◆ **What the task requires**: Report every line of the material below that contains the string "crema", copying each such line in full. The match is case-sensitive.

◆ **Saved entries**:
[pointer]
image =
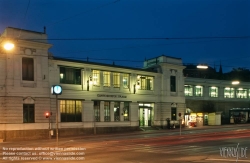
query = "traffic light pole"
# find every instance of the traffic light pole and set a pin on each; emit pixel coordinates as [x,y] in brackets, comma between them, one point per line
[56,121]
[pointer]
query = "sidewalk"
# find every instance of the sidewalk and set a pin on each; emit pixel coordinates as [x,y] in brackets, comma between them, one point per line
[165,130]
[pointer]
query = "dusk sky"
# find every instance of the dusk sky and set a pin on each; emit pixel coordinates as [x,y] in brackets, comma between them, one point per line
[95,22]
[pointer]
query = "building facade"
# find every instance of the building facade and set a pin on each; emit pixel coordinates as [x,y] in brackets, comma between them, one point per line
[95,97]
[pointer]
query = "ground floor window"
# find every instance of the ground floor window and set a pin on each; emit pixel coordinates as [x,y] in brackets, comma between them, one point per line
[126,111]
[173,113]
[97,111]
[117,111]
[71,110]
[28,113]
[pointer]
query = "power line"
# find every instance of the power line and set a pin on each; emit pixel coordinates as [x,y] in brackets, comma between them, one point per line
[104,5]
[144,38]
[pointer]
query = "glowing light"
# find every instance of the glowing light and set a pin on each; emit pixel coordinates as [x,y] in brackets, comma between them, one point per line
[235,82]
[202,66]
[8,46]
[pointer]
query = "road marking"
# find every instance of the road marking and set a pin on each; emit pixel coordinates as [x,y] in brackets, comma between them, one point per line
[233,160]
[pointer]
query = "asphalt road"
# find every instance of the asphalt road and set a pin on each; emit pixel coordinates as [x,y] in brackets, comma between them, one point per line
[205,144]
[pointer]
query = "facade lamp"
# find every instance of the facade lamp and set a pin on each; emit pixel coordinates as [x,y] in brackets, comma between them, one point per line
[202,66]
[8,46]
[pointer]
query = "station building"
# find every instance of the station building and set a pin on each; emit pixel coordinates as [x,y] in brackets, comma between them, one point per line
[97,97]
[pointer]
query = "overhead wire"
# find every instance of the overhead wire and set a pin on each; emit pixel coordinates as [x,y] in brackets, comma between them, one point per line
[98,7]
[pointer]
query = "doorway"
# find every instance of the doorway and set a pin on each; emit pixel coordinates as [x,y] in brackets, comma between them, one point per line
[145,115]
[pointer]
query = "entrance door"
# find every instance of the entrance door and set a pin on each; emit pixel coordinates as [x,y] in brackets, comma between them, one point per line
[145,117]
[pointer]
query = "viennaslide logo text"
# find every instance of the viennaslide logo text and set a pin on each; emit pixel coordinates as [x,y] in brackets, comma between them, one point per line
[234,152]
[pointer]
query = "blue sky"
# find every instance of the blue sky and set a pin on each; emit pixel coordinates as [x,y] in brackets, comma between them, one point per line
[138,19]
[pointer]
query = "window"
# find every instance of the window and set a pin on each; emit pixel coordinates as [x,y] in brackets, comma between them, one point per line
[97,110]
[28,69]
[28,113]
[70,75]
[106,111]
[241,93]
[126,111]
[188,90]
[106,79]
[96,77]
[71,110]
[173,83]
[198,91]
[228,92]
[173,113]
[213,91]
[116,79]
[146,82]
[125,80]
[117,111]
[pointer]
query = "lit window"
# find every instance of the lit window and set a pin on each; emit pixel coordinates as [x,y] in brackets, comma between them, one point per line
[96,77]
[116,79]
[228,92]
[198,90]
[188,90]
[145,82]
[126,111]
[117,111]
[71,110]
[241,93]
[28,69]
[213,91]
[70,75]
[125,80]
[172,83]
[106,79]
[28,113]
[106,111]
[97,110]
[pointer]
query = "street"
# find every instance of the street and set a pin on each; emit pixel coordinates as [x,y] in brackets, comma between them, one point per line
[208,144]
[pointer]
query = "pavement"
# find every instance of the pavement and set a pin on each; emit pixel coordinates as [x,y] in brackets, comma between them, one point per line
[67,138]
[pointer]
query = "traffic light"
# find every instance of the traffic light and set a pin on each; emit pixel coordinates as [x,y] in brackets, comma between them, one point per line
[48,114]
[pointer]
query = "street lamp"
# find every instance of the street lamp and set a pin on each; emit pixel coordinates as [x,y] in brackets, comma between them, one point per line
[7,47]
[56,90]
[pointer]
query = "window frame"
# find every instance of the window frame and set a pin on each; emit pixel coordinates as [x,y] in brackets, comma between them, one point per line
[173,83]
[213,91]
[70,75]
[27,108]
[71,106]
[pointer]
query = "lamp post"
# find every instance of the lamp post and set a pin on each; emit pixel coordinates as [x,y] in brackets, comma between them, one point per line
[7,47]
[56,90]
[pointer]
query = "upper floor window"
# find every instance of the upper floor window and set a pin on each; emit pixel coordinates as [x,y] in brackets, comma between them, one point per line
[96,77]
[241,93]
[69,75]
[116,79]
[173,83]
[146,82]
[213,91]
[229,92]
[188,90]
[28,113]
[125,80]
[71,110]
[28,69]
[106,79]
[198,91]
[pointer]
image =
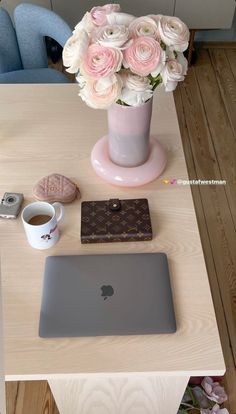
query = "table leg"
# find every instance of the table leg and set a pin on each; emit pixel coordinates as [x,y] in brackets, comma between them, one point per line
[2,378]
[190,47]
[134,394]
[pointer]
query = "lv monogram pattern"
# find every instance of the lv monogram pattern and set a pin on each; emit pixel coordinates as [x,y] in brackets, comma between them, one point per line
[101,223]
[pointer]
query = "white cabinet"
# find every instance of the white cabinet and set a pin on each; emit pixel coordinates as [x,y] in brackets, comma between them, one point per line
[10,5]
[73,10]
[206,14]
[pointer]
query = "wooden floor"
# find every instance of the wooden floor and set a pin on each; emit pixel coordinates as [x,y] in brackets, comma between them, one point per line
[206,107]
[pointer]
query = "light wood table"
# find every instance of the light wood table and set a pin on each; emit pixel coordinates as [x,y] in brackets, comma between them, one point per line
[46,129]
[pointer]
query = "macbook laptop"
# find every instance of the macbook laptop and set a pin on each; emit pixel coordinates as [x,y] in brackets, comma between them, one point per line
[118,294]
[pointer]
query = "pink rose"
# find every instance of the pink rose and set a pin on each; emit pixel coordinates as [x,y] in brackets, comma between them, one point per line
[144,26]
[100,93]
[214,410]
[214,391]
[100,61]
[143,56]
[99,13]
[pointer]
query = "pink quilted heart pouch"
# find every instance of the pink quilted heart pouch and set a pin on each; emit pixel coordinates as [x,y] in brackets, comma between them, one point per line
[56,187]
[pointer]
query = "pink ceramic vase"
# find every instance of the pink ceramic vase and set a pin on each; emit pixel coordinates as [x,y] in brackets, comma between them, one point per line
[129,134]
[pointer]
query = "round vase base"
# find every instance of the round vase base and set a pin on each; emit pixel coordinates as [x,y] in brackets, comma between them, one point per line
[128,176]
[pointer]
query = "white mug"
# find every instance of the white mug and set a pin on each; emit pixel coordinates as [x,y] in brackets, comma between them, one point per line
[42,236]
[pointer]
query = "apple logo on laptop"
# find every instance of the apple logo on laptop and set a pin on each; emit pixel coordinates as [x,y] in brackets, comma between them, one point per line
[107,290]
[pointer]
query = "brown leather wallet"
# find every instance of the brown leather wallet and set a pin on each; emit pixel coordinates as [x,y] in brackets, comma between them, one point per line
[115,221]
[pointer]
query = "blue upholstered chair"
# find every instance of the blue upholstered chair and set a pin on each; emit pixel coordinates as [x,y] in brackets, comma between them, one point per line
[23,56]
[9,52]
[32,24]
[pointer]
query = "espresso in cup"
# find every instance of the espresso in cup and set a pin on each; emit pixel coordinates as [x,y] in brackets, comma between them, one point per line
[40,222]
[39,219]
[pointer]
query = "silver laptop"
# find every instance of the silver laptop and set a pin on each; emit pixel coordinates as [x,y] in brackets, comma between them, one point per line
[118,294]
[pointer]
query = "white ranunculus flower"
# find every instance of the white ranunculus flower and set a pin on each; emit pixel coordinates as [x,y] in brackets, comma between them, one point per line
[136,89]
[174,72]
[112,36]
[161,64]
[85,24]
[74,49]
[101,93]
[143,26]
[120,18]
[174,33]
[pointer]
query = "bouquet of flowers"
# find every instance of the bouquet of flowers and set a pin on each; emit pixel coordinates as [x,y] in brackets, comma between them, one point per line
[204,397]
[120,58]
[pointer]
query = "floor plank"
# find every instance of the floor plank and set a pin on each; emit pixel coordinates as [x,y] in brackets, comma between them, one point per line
[226,83]
[30,397]
[217,212]
[231,55]
[218,118]
[230,377]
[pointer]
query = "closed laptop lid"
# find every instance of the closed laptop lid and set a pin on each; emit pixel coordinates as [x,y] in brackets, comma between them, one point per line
[119,294]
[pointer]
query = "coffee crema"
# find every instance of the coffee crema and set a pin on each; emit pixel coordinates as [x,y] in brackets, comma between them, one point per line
[39,219]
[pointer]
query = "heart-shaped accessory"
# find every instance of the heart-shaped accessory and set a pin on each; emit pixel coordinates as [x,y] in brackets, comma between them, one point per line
[56,187]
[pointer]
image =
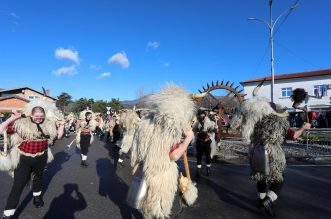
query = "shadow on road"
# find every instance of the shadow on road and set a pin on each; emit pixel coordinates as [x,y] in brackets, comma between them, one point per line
[233,198]
[114,188]
[51,170]
[65,205]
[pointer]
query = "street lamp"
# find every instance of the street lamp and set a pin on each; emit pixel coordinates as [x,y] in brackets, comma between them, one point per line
[271,25]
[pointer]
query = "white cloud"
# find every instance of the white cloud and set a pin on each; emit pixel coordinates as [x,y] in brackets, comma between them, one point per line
[120,59]
[67,70]
[104,75]
[95,67]
[165,64]
[62,53]
[153,45]
[14,15]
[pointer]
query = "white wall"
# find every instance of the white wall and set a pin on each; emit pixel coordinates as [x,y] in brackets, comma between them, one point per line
[307,83]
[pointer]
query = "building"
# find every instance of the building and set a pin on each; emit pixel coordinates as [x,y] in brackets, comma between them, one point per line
[316,83]
[16,98]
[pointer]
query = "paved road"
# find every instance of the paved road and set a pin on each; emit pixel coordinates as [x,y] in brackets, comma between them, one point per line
[99,191]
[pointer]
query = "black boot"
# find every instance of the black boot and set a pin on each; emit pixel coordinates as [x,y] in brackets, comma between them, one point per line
[83,163]
[208,171]
[37,201]
[198,173]
[268,206]
[260,203]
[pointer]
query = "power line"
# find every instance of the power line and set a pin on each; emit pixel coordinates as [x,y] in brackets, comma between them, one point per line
[296,55]
[261,60]
[288,14]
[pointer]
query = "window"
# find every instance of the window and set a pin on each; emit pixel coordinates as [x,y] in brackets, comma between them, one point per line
[320,90]
[286,92]
[33,97]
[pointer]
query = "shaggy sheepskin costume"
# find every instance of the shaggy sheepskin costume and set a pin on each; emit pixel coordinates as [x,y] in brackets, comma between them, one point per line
[170,112]
[261,124]
[129,121]
[92,126]
[26,129]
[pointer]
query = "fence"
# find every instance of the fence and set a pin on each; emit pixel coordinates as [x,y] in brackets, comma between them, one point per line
[318,143]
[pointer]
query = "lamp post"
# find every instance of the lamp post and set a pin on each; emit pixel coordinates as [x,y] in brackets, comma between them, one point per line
[271,25]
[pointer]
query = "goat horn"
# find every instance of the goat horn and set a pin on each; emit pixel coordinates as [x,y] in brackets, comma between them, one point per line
[199,96]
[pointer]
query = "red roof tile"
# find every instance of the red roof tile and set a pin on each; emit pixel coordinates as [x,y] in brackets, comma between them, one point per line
[293,75]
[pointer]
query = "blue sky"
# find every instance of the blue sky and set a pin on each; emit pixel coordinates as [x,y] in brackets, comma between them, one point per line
[120,48]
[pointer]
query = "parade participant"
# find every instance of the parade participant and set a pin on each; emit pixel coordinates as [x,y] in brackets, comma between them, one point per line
[100,124]
[34,131]
[129,122]
[203,128]
[85,127]
[265,127]
[170,112]
[214,119]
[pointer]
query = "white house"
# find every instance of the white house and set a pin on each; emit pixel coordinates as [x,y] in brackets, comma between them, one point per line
[316,83]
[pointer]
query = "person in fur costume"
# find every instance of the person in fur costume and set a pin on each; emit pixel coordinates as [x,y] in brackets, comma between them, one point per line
[129,122]
[265,124]
[157,145]
[204,129]
[34,131]
[85,127]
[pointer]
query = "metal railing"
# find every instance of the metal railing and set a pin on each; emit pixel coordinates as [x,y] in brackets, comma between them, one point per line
[318,142]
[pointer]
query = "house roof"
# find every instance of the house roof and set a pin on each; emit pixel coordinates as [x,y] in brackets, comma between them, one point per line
[14,96]
[290,76]
[21,88]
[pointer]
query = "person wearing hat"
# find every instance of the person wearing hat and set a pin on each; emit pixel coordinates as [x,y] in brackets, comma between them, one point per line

◆ **Task response**:
query = "coffee crema"
# find every instance of the coffee crema and set a pin on each; emit pixel coordinates as [x,y] in brackets, comma between them, one point per line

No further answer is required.